-- START OF Data for the task --

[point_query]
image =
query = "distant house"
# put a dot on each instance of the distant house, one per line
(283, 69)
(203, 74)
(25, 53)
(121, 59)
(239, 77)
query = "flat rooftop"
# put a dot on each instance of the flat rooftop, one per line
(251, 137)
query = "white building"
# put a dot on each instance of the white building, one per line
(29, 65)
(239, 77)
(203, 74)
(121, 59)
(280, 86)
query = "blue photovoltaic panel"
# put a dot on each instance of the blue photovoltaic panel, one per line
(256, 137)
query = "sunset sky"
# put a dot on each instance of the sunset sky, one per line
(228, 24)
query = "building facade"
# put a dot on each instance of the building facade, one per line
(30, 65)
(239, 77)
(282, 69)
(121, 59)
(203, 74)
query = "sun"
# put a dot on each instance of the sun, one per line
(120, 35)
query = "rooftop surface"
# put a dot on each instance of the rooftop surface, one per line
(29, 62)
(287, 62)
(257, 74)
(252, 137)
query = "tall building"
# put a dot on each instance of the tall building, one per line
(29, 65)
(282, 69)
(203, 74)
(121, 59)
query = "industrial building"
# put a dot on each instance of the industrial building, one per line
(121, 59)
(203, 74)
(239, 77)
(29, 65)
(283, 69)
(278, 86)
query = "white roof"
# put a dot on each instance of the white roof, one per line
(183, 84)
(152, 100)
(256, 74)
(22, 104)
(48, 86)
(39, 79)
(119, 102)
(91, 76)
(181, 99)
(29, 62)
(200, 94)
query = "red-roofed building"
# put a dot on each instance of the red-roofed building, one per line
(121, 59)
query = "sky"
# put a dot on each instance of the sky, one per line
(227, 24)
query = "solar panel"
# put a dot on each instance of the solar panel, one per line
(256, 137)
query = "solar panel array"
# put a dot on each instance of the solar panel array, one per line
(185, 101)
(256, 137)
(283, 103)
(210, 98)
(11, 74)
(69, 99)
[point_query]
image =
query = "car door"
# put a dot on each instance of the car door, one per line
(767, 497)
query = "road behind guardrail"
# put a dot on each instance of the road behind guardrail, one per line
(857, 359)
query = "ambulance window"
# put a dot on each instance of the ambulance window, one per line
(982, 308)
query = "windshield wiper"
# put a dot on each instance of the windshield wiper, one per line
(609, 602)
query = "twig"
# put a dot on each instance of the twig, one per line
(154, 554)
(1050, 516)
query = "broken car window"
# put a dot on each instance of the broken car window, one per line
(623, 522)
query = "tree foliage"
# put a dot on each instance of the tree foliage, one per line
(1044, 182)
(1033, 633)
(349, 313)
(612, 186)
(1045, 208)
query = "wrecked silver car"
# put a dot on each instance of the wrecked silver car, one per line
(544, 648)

-- END OF Data for the task --

● **Problem statement**: Repeat the records above exactly as they appear.

● **Result of this exercise**:
[point_query]
image =
query = "distant house"
# put a dot on each instance of the distant house, one per line
(283, 69)
(203, 74)
(25, 53)
(121, 59)
(239, 77)
query = "flat rooftop"
# put a dot on each instance of the flat rooftop, one per line
(251, 137)
query = "white building"
# put a dot on each instance of the white building, one per line
(29, 65)
(239, 77)
(203, 74)
(121, 59)
(280, 86)
query = "blue photovoltaic panel"
# put a dot on each instance of the blue photovoltaic panel, one per line
(256, 137)
query = "sunset sky"
# put a dot on each instance of the sunset sky, one per line
(228, 24)
query = "building facade"
# put a dot on each instance of the building facade, one per line
(30, 65)
(239, 77)
(282, 69)
(121, 59)
(203, 74)
query = "sun"
# put a dot on each instance of the sun, one per line
(120, 35)
query = "rooftop surface"
# put a dot on each instance of the rooftop surface, one per line
(29, 62)
(287, 62)
(257, 74)
(252, 137)
query = "tall building"
# put a dot on each instance of the tall building, one per line
(29, 65)
(282, 69)
(203, 74)
(121, 59)
query = "industrial building"
# put a dot on each instance of the industrial building, one per line
(121, 59)
(203, 74)
(239, 77)
(29, 65)
(283, 69)
(278, 86)
query = "white roof"
# put a dot on each instance of the white roof, one per line
(183, 84)
(152, 100)
(256, 74)
(22, 104)
(48, 86)
(39, 79)
(119, 102)
(91, 76)
(181, 99)
(29, 62)
(200, 94)
query = "red-roofed building"
# put a dot on each instance of the red-roofed building, one per line
(121, 59)
query = "sky"
# put a dot on each instance of the sky, one per line
(227, 24)
query = "solar panel"
# put a dot on each instance of the solar panel, one per line
(256, 137)
query = "solar panel array"
# put a dot on each instance of the solar panel array, one per line
(185, 101)
(256, 137)
(283, 103)
(210, 98)
(11, 74)
(69, 99)
[point_query]
image =
query = "car door"
# put a dot on each instance of the car door, one per line
(767, 497)
query = "road behind guardrail"
# put a dot on each instance of the road behind guardrail, one per line
(857, 359)
query = "ambulance window"
# put a dot on each instance of the ambulance window, one per line
(982, 308)
query = "windshield wiper"
# put a dot on each instance of the windshield wiper, one per line
(609, 602)
query = "twig"
# put a dot on each instance of the twig, one per line
(154, 554)
(1050, 516)
query = "broken car window"
# put a dot on each instance of the broken car window, one per line
(623, 522)
query = "tree foliage"
# put a dot on each instance of the tree foliage, one per line
(1044, 182)
(1033, 633)
(349, 313)
(612, 186)
(1045, 208)
query = "wrecked silver car"
# put a dot on each instance of the wrecked silver car, one per line
(544, 648)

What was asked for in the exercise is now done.